Passage provided>
· · · ·
On Corfu, one of Greece's Ionian Islands, residents enjoy wild greens cooked with hot peppers. The spicy greens are called Tsigareli and are served hot (in Greece, many dishes using wild greens are served at room temperature). The dish is so beloved that Corfiot restaurants attract customers by bragging about their Tsigareli. Wild Greens with Celery-Mint Tomato Sauce (Tsigareli / Τσιγαρέλι)
Located off the southwestern coast of Albania, Corfu was for many years a Venetian colony, and a stop on Venetian trade routes from the Middle East. That heritage is reflected in Corfu’s traditional dishes, including Tsigareli.
Most peasant dishes are made without formal recipes. As a result, a single, correct way to make them doesn't exist. So it is with Tsigareli, whose name comes from the Greek verb “tsigarizo” (τσιγαρίζω) meaning to sauté or brown.
Today in Corfu, Tsigareli is usually made with a selection of blanched wild greens and spicy tomato sauce. Traditionally, tomatoes were not used, and the dish got its color from dried red peppers. Some recipes for Tsigareli include ground meat, some ignore tomato sauce and use potatoes and cayenne pepper for flavor, and still others sweeten the tomato sauce with carrots.
Aglaia Kremezi, a respected Greek cookbook author, suggests adding rice to Tsigareli, or serving it over Polenta with Currents and Onions. Either would make a hearty main course. Another well-known Greek writer, Diane Kochilas, suggests flavoring it with fennel bulb and fennel seeds.
In all recipes, the major components of Tsigareli are mixed greens, hot spices, and abundant herbs. These ingredients can be adjusted with the seasons, or to suit personal tastes. The dish can be served as an appetizer, a side dish, or an entree. Tsigareli is best made with wild greens, but when they aren’t available, it is delicious made with supermarket greens.
For a tasty vegan main course, follow Aglaia Kremezi’s recommendation and serve Tsigareli with a starch like rice or polenta. To accompany fish, make it with less tomato sauce and sweeter greens. Lamb is complemented by strong-flavored greens in a rich, hearty tomato sauce.
Leaf (Chinese) celery enhances Tsigareli, and I add it in two stages to better accentuate its flavor. Ordinary supermarket celery is fine for this dish, although it has a milder taste than leaf celery. For more information about leaf celery, go here.
Aleppo pepper is a fruity and moderately spicy red chili pepper sold in crushed flakes. It originally came from Syria, but now may be imported into the United States from Turkey. Supermarket crushed red pepper is a spicier and less flavorful substitute for Aleppo pepper; one-half teaspoon of crushed red pepper substitutes for one teaspoon Aleppo pepper. Aleppo pepper is available from Penzey’s, The Spice House, and World Spice Merchants.
Serves 4 - 6
Tsigareli tastes best when made with a mixture of different kinds of greens. Use the larger amounts of Aleppo or crushed red pepper only if you enjoy spicy food. The tomato sauce used in this recipe is excellent when
Greens:
4 bunches of various greens (kale, spinach, Swiss chard, escarole, mixed wild greens) to equal 4 cups of blanched, chopped greens
Salt
Freshly ground black pepper
Tomato Sauce:
4 cups diced onions, 1/4” dice
3/4 cup finely sliced stalks from leaf celery (or 3/4 cups diced celery, 1/4” dice)
· · · ·
Assignment 1> In the Tsigareli passage, which Greek verb does the dish's name come from, and what does it mean?
The entries here have no connection to the Tsigareli passage.
· · · ·
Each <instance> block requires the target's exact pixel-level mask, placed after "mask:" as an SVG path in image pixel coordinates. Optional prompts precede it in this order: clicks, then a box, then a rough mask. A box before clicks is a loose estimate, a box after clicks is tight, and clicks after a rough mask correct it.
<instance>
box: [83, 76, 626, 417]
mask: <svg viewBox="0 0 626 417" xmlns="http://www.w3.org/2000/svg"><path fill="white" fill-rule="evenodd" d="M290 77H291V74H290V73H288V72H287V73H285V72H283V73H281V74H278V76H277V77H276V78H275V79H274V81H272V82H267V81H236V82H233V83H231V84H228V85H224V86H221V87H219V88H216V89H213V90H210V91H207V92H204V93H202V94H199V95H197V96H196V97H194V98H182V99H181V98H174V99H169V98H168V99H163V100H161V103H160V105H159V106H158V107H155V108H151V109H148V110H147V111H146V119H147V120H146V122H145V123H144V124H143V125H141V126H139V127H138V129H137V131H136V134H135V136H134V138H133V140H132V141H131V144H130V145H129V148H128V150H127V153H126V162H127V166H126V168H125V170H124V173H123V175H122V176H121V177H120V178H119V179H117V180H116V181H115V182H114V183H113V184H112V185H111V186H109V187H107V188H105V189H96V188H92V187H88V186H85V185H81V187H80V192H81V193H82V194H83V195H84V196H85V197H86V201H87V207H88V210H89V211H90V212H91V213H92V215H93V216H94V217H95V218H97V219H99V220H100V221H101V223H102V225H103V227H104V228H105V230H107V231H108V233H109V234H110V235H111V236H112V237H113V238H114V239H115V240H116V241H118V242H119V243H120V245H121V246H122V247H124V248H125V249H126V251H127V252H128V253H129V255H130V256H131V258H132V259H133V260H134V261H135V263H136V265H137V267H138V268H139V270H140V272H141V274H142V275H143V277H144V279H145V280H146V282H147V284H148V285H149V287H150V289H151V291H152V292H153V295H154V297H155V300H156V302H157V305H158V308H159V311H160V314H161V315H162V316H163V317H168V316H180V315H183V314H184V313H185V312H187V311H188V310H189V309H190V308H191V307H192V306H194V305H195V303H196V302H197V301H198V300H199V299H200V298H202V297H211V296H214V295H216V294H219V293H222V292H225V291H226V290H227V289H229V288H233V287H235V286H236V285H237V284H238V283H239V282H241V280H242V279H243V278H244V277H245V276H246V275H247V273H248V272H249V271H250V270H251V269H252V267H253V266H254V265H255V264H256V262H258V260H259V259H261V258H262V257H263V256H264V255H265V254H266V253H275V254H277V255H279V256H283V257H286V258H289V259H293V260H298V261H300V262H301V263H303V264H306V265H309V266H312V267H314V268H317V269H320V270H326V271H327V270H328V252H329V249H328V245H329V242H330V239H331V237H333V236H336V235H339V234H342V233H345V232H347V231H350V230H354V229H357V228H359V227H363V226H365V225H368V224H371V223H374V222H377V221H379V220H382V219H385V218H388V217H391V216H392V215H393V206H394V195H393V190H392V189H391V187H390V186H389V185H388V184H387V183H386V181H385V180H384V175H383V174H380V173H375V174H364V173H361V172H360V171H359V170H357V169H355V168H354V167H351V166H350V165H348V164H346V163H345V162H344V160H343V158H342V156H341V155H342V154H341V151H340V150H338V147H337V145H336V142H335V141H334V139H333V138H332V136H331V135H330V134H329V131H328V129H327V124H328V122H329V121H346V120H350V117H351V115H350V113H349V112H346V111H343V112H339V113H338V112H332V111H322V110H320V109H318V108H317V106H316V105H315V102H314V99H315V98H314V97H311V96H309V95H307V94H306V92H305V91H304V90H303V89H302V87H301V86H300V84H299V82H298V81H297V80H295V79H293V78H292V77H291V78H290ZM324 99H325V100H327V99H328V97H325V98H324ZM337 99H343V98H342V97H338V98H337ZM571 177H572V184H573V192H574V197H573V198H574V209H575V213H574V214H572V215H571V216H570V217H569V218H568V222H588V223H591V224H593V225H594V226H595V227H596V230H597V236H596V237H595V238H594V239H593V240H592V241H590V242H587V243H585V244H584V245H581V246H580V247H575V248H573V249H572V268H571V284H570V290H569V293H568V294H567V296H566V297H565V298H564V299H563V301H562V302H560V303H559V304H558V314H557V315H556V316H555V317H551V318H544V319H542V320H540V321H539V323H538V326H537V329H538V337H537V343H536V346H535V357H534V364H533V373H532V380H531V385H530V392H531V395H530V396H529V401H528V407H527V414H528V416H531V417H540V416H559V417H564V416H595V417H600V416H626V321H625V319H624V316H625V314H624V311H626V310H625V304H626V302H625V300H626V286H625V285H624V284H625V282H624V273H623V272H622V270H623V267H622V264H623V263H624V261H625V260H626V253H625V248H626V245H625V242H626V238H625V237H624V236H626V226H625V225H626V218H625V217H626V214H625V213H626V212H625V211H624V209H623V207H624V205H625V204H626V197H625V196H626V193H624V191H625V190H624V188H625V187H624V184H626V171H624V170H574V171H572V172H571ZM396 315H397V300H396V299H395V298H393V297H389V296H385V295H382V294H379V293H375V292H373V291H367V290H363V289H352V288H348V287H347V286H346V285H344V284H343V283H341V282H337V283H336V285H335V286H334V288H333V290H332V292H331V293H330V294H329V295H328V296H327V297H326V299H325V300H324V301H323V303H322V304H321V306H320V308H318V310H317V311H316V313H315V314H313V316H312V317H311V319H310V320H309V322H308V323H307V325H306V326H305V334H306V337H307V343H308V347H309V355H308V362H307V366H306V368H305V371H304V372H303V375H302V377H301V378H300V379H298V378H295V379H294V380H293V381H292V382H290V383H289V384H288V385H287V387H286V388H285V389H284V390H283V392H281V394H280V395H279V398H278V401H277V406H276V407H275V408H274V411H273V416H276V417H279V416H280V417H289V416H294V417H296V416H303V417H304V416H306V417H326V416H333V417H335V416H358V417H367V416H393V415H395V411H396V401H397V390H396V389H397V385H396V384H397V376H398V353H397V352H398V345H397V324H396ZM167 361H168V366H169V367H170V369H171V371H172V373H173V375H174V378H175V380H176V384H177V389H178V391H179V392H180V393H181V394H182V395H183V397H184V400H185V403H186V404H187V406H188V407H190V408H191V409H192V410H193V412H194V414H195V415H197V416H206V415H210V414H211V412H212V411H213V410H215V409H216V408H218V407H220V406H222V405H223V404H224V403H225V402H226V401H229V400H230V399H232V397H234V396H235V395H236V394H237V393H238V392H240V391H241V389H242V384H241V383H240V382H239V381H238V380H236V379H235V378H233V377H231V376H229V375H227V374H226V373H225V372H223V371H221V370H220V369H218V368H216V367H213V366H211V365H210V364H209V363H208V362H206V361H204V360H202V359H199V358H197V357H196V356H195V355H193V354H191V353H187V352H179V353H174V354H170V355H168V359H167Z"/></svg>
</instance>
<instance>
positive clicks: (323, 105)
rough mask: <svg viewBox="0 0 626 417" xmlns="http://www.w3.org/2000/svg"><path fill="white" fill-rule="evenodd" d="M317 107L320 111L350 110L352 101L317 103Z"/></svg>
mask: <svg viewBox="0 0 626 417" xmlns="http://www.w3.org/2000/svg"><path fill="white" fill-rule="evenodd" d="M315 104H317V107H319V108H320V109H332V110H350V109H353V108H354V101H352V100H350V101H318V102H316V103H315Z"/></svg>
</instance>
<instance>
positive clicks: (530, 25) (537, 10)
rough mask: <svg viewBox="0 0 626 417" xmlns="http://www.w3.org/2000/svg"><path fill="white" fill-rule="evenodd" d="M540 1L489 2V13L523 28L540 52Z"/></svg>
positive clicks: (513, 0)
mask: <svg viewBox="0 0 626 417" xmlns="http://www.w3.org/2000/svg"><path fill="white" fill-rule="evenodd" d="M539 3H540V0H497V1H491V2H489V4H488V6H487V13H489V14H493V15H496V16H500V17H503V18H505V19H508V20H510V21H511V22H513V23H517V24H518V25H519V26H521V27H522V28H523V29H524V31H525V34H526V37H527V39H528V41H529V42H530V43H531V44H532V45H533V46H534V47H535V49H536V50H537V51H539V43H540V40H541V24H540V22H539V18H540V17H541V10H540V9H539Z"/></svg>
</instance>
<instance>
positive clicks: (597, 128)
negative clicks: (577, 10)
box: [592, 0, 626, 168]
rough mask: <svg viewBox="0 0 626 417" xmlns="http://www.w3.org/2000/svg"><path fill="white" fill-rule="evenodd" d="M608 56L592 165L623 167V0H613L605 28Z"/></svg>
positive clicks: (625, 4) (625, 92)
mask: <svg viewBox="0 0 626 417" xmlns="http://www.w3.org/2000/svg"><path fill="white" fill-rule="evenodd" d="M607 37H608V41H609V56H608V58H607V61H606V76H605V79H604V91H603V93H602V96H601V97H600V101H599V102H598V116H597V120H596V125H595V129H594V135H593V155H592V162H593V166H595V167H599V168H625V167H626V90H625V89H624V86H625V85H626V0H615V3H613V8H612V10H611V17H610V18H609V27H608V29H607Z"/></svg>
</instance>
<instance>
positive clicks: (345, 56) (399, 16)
· · · ·
Assignment 2> Convert the entries, from the line containing "56L592 165L623 167V0H613L605" through the end of the entries, into a JSON list of strings with one string per line, leaving out blank lines.

Expected output 1> It comes from "tsigarizo" (τσιγαρίζω), meaning to sauté or brown.

Expected output 2>
[
  "rough mask: <svg viewBox=\"0 0 626 417\" xmlns=\"http://www.w3.org/2000/svg\"><path fill=\"white\" fill-rule=\"evenodd\" d=\"M608 56L592 165L623 167V0H613L605 28Z\"/></svg>",
  "positive clicks: (625, 4) (625, 92)",
  "mask: <svg viewBox=\"0 0 626 417\" xmlns=\"http://www.w3.org/2000/svg\"><path fill=\"white\" fill-rule=\"evenodd\" d=\"M607 37H608V41H609V56H608V58H607V61H606V76H605V79H604V91H603V93H602V96H601V97H600V101H599V102H598V116H597V120H596V125H595V129H594V135H593V155H592V162H593V166H595V167H599V168H625V167H626V90H625V89H624V86H625V85H626V0H615V3H613V8H612V10H611V17H610V18H609V27H608V29H607Z\"/></svg>",
  "</instance>",
  "<instance>",
  "positive clicks: (345, 56) (399, 16)"
]